- RECORDS FOR THIS EXERCISE:
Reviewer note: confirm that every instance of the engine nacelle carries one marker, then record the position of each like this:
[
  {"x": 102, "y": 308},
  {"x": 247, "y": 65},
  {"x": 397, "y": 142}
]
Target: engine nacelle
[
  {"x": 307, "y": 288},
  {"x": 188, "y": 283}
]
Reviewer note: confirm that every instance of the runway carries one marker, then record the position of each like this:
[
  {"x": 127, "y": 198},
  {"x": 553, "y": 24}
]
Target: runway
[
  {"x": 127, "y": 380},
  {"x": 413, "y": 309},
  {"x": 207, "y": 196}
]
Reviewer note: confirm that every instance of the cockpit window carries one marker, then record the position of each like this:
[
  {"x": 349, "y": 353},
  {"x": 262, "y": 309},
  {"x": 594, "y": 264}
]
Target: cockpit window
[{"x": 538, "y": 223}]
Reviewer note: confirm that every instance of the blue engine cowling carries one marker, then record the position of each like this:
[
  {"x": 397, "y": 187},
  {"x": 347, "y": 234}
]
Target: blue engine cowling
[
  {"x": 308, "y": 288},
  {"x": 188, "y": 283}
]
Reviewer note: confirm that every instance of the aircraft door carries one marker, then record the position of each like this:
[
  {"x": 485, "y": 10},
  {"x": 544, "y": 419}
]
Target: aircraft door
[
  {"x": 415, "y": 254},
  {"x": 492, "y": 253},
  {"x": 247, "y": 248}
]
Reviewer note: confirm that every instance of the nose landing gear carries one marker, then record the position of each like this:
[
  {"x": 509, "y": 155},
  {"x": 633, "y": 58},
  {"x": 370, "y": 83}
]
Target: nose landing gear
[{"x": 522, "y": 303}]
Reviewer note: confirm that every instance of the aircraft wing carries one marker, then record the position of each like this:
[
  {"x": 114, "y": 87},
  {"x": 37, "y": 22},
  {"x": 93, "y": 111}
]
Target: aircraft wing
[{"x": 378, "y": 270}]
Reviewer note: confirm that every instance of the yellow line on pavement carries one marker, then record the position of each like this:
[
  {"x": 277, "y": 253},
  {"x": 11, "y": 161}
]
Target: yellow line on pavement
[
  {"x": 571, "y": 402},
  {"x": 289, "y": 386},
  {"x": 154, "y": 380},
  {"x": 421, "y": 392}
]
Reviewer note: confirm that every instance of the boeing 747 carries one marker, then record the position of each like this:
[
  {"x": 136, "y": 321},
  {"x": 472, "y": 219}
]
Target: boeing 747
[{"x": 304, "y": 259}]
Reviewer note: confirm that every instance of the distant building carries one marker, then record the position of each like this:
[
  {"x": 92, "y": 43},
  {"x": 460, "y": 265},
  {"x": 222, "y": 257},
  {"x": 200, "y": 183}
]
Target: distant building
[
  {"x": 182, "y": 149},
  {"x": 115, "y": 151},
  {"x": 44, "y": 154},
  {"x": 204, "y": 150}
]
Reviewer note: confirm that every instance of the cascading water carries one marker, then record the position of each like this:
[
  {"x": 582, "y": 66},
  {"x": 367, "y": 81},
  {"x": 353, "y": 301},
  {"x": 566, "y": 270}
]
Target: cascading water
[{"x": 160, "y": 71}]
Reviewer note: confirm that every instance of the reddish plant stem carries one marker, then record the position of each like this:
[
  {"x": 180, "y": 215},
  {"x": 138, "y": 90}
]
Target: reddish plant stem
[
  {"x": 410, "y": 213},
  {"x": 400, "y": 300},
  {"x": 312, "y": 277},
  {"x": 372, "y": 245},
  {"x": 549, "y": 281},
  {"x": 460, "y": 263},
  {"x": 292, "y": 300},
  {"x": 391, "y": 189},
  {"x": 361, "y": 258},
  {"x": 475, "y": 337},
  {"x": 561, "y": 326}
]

- TASK GOAL: Reproduce the records above verbatim, starting at the line that contains "Reviewer note: confirm that every instance of the distant" and stopping after their final line.

- RESPONSE BELOW:
Reviewer note: confirm that every instance of the distant building carries one marker, then record the position of each like this:
[
  {"x": 92, "y": 43},
  {"x": 460, "y": 265},
  {"x": 222, "y": 257},
  {"x": 200, "y": 183}
]
Target: distant building
[
  {"x": 182, "y": 149},
  {"x": 115, "y": 151},
  {"x": 44, "y": 154},
  {"x": 204, "y": 150}
]
Reviewer note: confirm that every instance of the cascading water carries one marker, then record the position of each like this:
[
  {"x": 582, "y": 66},
  {"x": 367, "y": 81},
  {"x": 353, "y": 301},
  {"x": 566, "y": 270}
]
Target: cascading water
[{"x": 160, "y": 71}]
Reviewer note: confirm that every instance of the reddish plant stem carries one marker, then record the position of each like this:
[
  {"x": 180, "y": 215},
  {"x": 138, "y": 90}
]
Target: reddish plant stem
[
  {"x": 410, "y": 213},
  {"x": 400, "y": 300},
  {"x": 312, "y": 277},
  {"x": 372, "y": 245},
  {"x": 549, "y": 281},
  {"x": 460, "y": 263},
  {"x": 292, "y": 300},
  {"x": 391, "y": 189},
  {"x": 361, "y": 258},
  {"x": 475, "y": 337},
  {"x": 561, "y": 326}
]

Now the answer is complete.